== Task details ==
Return all the lines below, exactly as they read.

--------------------------------

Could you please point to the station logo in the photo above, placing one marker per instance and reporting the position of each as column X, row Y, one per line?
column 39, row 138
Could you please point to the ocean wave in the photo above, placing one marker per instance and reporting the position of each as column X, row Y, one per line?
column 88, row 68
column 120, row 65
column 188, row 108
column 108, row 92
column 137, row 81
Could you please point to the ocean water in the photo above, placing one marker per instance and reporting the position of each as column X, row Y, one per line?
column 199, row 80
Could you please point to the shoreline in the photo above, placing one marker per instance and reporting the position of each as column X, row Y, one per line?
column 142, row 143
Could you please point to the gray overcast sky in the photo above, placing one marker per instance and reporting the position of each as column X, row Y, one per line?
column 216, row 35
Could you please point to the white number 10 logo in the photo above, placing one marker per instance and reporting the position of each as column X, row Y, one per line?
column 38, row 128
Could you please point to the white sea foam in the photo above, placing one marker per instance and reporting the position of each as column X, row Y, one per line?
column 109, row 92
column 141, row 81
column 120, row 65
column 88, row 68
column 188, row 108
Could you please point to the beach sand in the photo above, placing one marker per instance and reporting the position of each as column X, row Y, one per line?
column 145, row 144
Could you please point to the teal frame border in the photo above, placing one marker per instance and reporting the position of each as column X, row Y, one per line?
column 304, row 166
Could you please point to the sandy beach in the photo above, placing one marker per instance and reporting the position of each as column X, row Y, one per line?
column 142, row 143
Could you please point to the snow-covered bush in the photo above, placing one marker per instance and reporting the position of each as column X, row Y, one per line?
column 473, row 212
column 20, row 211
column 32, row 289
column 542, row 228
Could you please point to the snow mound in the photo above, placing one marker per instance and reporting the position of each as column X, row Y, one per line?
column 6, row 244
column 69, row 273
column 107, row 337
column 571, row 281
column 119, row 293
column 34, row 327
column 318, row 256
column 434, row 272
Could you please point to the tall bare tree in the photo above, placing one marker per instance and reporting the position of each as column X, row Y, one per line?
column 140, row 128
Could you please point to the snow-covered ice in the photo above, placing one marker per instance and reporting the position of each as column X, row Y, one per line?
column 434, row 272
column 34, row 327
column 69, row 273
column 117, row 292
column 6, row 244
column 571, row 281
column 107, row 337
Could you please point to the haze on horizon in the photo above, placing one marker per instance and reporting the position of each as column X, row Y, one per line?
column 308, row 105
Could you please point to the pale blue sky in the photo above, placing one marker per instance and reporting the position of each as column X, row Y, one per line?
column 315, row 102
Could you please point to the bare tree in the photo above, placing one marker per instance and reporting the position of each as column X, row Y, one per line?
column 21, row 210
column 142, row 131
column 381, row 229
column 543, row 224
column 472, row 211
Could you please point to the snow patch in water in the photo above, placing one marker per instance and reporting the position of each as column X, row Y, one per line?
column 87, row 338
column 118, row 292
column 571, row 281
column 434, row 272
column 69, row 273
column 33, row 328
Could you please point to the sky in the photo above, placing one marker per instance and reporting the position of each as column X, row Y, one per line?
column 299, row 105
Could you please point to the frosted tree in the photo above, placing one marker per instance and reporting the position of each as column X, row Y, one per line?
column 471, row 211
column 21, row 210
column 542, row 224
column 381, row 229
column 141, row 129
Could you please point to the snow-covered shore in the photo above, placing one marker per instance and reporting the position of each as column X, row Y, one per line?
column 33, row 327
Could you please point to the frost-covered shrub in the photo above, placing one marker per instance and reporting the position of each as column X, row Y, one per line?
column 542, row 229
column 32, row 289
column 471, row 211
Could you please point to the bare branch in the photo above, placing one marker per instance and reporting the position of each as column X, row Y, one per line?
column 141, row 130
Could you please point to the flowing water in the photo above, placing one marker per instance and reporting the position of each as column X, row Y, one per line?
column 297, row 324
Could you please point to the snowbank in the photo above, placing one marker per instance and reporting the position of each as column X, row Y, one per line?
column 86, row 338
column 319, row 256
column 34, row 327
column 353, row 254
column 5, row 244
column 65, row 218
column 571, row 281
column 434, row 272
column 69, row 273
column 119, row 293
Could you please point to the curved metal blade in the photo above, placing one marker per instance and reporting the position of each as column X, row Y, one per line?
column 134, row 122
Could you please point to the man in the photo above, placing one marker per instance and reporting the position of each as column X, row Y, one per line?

--------------------------------

== Task answer ==
Could you please point to the station logo in the photo above, placing one marker per instance and reporting the position of each as column X, row Y, one per line?
column 39, row 138
Could you please point to the ocean wave in the photo above, placing one marker per instance and reporting the position of each as column X, row Y, one per line?
column 88, row 68
column 120, row 65
column 188, row 108
column 108, row 92
column 137, row 81
Could you please point to the ocean water in the photo above, placing one marker per instance and reporting the position of each as column X, row Y, one per line?
column 199, row 80
Could you please point to the shoreline in the photo above, placing one marker per instance and reporting the position of each as column X, row Y, one per line?
column 142, row 143
Could you please point to the gray overcast sky in the photo above, placing one marker per instance and reporting the position of each as column X, row Y, one per line?
column 216, row 35
Could you please point to the white number 10 logo in the photo above, placing one marker per instance and reporting the position of each as column X, row Y, one per line?
column 38, row 128
Could you please point to the white sea foam in the photo above, placing one marker per instance and reporting the position of each as column X, row Y, one per line?
column 109, row 92
column 141, row 81
column 120, row 65
column 88, row 68
column 188, row 108
Could you please point to the beach sand in the photo above, placing one marker per instance and reporting the position of each as column X, row Y, one per line?
column 145, row 144
Could you please point to the teal frame border in the photo above, placing one marker per instance and reporting the position of each as column X, row Y, one per line?
column 304, row 166
Could you please point to the sandy beach in the photo above, placing one marker per instance and reporting the position of each as column X, row Y, one per line?
column 142, row 143
Could you please point to the snow-covered bush in the photo above, placing one marker per instance and reporting the position of each as column X, row Y, one per line?
column 473, row 212
column 20, row 211
column 32, row 289
column 542, row 228
Could you please point to the snow mound in the photo above, placing one marker per instance and reporting the position of each as column X, row Y, one per line?
column 6, row 244
column 69, row 273
column 107, row 337
column 571, row 281
column 119, row 293
column 34, row 327
column 318, row 256
column 434, row 272
Could you please point to the tall bare tree in the photo above, placing one marker per instance and reporting the position of each as column X, row Y, one per line?
column 140, row 128
Could you please point to the snow-covered ice in the photo above, placing one marker per instance and reporting the position of each as column X, row Y, one per line?
column 434, row 272
column 34, row 327
column 69, row 273
column 117, row 292
column 6, row 244
column 571, row 281
column 107, row 337
Could you please point to the haze on horizon in the photo above, placing one marker per instance and reporting the position of each as column X, row Y, one per line?
column 308, row 105
Could you please point to the pale blue sky in the photo above, placing one marker per instance and reporting the position of each as column X, row Y, one per line?
column 315, row 102
Could you please point to the bare tree in the photo above, placing one marker per instance and reporting the position of each as column X, row Y, one per line?
column 21, row 210
column 142, row 131
column 381, row 229
column 543, row 224
column 472, row 211
Could you please point to the snow patch in water in the photo above, placing one marker per instance and reporting the position of each as column X, row Y, one per line?
column 87, row 338
column 118, row 292
column 571, row 281
column 434, row 272
column 69, row 273
column 33, row 328
Could you please point to the sky in the photo above, placing one marker per instance and reporting the position of each as column X, row Y, one per line?
column 299, row 105
Could you please point to the frosted tree in the photo above, placing one marker per instance and reporting the position of each as column X, row Y, one per line?
column 471, row 211
column 21, row 210
column 542, row 224
column 381, row 229
column 141, row 129
Could you please point to the snow-covered shore in the photo above, placing one marker per instance and reporting the position of each as column X, row Y, one per line?
column 33, row 327
Could you please point to the frost-covered shrub in the photo above, placing one marker per instance and reporting the position of each as column X, row Y, one per line?
column 542, row 229
column 32, row 289
column 471, row 211
Could you please point to the bare branch in the photo above, placing one marker per instance and reporting the position of each as column X, row Y, one per line?
column 141, row 130
Could you please point to the flowing water in the photo above, placing one marker per instance and reporting the position of each as column X, row Y, one per line?
column 297, row 324
Could you please point to the snowbank in the photo above, placing one marker per instance and reporting the position of each as column X, row Y, one per line?
column 86, row 338
column 319, row 256
column 34, row 327
column 353, row 254
column 5, row 244
column 65, row 218
column 571, row 281
column 434, row 272
column 69, row 273
column 119, row 293
Could you please point to the curved metal blade in the photo above, placing one marker per instance and reporting the position of each as column X, row Y, one per line?
column 134, row 122
Could you please point to the man in the photo above, placing one marker per instance and reporting the position of each as column X, row Y, one per line?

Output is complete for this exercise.